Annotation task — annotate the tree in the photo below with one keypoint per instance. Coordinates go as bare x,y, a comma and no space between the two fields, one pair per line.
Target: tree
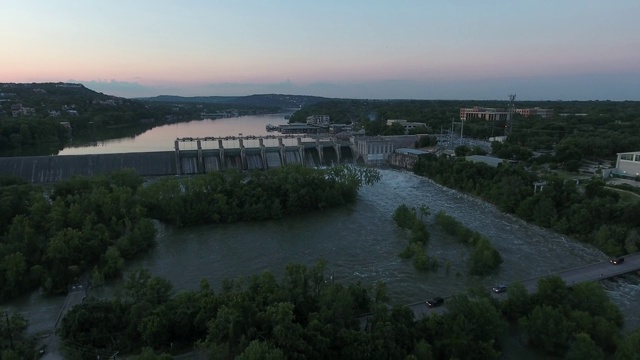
518,302
260,350
547,329
629,348
142,287
583,348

- The task:
Repeat the data exactly as written, but without the pictures.

- Answer below:
Annotation task — annotate the tree in the photo below with one keypoint per instance. Coordinates go as bare x,y, a comma and no space between the two fields, one pair per line.
Target: tree
518,302
260,350
547,329
629,348
142,287
583,348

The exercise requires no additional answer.